**ТЕКСТ ДЛЯ ЧТЕНИЯ:**
——
Эти вести принесли из мира иного люди, души которых удостоились славы небесной, и такого рода откровения могли вселить в оставшихся в живых надежду на спасенье. Напротив, грозным предостережением звучат рассказы тех покойников, которые осуждены. Умирал богач, человек суетный, мало заботившийся о служении Богу. Друзья и соседи советовали ему покаяться, пока не поздно, но он возразил, что никакая исповедь или покаяние ему уже не пособят. Он видит глубины ада, куда брошены Каиафа и все распявшие Христа. Среди них ему было показано место, приготовленное и для него, и некий глас произнес: «Кто не хотел посещать церковь, войдет в глубины ада» (SL, 67). Таким же отчаявшимся был и клирик-француз, который перед смертью не откликнулся на призыв друзей покаяться и принять евхаристию. Отвернувшись к стене, он произнес: «Звучит труба в аду, туда иду», и умер (DM, XI: 50).



51

Злой богач в аду и Лазарь на лоне Авраамовом. Собор Сен Лазар, Отен. 12 в.
——
**ИЗВЛЕЧЁННЫЙ МАТЕРИАЛ:**
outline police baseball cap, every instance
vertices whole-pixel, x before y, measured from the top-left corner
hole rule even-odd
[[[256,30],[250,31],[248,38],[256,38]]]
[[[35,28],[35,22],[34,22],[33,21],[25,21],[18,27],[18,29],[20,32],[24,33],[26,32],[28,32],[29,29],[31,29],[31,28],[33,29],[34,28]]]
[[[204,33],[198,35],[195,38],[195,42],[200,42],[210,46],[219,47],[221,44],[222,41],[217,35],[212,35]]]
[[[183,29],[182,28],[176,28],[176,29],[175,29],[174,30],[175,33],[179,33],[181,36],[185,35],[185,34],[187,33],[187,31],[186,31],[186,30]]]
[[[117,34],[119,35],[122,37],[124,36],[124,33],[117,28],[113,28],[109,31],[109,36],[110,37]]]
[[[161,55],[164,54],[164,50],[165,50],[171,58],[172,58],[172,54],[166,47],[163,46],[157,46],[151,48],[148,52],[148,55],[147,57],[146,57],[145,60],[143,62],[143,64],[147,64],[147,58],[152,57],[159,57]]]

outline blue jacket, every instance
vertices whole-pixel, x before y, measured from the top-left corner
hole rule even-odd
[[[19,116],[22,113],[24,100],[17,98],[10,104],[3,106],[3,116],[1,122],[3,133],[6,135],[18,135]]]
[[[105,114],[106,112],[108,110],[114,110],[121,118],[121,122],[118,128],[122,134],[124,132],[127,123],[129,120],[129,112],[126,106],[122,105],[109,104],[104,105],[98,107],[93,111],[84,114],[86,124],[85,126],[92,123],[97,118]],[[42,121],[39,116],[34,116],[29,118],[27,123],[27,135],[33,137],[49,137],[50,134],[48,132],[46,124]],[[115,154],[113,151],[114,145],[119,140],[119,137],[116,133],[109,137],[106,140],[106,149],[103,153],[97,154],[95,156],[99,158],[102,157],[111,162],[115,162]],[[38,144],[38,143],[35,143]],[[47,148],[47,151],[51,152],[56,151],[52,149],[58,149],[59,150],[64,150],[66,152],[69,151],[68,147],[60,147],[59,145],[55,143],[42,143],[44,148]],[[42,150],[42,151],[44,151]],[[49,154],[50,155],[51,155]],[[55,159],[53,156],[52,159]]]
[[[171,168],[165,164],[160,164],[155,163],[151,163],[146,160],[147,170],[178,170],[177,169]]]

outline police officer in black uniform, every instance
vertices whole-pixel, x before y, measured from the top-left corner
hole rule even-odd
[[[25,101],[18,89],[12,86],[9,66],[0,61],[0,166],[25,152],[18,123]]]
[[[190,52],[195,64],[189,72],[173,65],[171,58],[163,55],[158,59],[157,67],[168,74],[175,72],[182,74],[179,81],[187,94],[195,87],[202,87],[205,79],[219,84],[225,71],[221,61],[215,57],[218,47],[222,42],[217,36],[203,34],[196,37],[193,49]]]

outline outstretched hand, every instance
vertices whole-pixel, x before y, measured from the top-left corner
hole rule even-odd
——
**ПОСТАНОВКА ЗАДАЧИ:**
Обновите фрагмент текста о вестях из иного мира: приведите всё начиная со слов «Эти вести принесли» и до слов «(DM, XI: 50).» включительно, заменив «клирик-француз» на «монах-француз».

**РЕШЕНИЕ УПРАЖНЕНИЯ:**
Эти вести принесли из мира иного люди, души которых удостоились славы небесной, и такого рода откровения могли вселить в оставшихся в живых надежду на спасенье. Напротив, грозным предостережением звучат рассказы тех покойников, которые осуждены. Умирал богач, человек суетный, мало заботившийся о служении Богу. Друзья и соседи советовали ему покаяться, пока не поздно, но он возразил, что никакая исповедь или покаяние ему уже не пособят. Он видит глубины ада, куда брошены Каиафа и все распявшие Христа. Среди них ему было показано место, приготовленное и для него, и некий глас произнес: «Кто не хотел посещать церковь, войдет в глубины ада» (SL, 67). Таким же отчаявшимся был и монах-француз, который перед смертью не откликнулся на призыв друзей покаяться и принять евхаристию. Отвернувшись к стене, он произнес: «Звучит труба в аду, туда иду», и умер (DM, XI: 50).